#### PROVIDED MATERIAL
┌──

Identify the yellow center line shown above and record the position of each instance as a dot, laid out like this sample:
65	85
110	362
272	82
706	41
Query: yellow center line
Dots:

└──

Write out the data above line for line, with no changes.

#### SOLUTION BELOW
Identify the yellow center line shown above and record the position of each instance as a dot, laid out like this sample:
65	85
110	362
272	82
706	41
Query: yellow center line
Dots:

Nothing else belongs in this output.